- **Assigned task**: Treat the line containing "Note: one point per instance of the overcast" as the first line and the final line of the material below as the last; reproduce that range exactly.

- **Provided records**:
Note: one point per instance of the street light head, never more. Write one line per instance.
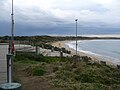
(76, 19)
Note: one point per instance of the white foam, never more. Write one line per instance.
(103, 57)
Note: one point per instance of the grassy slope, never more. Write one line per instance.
(55, 73)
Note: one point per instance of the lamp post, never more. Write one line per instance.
(76, 35)
(11, 50)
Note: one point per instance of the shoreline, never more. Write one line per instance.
(95, 58)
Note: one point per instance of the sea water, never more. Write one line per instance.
(109, 49)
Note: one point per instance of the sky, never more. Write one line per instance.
(57, 17)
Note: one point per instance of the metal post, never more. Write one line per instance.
(76, 35)
(9, 68)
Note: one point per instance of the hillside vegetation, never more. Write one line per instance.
(36, 72)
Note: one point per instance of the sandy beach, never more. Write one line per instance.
(73, 52)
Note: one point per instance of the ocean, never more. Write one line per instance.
(107, 49)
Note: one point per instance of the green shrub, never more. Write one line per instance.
(38, 72)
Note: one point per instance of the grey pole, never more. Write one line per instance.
(76, 35)
(9, 85)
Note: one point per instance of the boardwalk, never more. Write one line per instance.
(3, 67)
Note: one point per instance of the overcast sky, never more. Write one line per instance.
(34, 17)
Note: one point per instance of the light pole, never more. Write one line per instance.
(11, 50)
(12, 31)
(76, 35)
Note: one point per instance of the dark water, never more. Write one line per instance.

- **Answer space**:
Note: one point per instance of the overcast sky, never more. Write one line per instance.
(34, 17)
Note: one point per instance of the light pole, never more. Write one line per instance.
(11, 50)
(12, 31)
(76, 35)
Note: one point per instance of the dark water, never more. Write one line per instance.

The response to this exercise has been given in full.